Directions
Once you reach the line containing "Target: belt buckle" in the data below, restate each line word for word up to and including the one containing "Return one point per instance of the concrete".
----------------------------------------
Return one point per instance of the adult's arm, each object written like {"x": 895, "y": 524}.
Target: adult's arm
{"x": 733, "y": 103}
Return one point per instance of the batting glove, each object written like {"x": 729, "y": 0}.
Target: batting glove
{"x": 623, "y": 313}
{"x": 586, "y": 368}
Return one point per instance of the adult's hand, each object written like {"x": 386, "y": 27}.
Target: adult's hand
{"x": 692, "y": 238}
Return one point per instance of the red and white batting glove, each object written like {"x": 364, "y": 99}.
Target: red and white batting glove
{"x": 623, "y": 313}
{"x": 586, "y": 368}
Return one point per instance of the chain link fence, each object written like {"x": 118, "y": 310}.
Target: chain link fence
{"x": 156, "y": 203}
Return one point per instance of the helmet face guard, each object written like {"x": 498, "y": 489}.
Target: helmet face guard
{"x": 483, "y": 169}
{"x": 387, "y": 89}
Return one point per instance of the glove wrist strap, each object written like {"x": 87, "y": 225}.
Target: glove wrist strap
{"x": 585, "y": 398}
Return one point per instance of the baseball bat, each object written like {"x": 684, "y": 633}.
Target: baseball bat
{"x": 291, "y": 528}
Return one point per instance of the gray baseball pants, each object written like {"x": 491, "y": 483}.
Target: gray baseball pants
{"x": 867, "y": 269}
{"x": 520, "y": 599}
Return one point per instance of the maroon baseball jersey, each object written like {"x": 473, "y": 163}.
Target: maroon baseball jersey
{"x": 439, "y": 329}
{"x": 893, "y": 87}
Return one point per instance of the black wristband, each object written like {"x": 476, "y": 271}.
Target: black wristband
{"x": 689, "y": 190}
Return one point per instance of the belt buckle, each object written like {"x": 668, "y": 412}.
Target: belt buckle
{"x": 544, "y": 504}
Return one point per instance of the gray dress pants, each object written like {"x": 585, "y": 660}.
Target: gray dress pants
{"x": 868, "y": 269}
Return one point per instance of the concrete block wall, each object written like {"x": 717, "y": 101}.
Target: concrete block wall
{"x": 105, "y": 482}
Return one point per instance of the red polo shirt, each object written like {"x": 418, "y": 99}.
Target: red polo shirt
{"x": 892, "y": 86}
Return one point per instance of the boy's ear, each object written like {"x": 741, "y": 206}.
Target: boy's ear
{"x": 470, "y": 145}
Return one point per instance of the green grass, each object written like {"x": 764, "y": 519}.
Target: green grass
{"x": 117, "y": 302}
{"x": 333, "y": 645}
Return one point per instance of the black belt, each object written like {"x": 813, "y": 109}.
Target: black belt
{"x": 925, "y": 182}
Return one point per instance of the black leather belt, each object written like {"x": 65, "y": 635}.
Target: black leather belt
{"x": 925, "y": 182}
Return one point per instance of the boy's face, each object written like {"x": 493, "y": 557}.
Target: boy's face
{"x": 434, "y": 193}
----------------------------------------
Task output
Target: belt buckle
{"x": 544, "y": 504}
Return one point per instance of the gray dress pants, each object written like {"x": 585, "y": 660}.
Target: gray dress pants
{"x": 868, "y": 269}
Return one point per instance of the concrete block wall, each object written like {"x": 717, "y": 101}.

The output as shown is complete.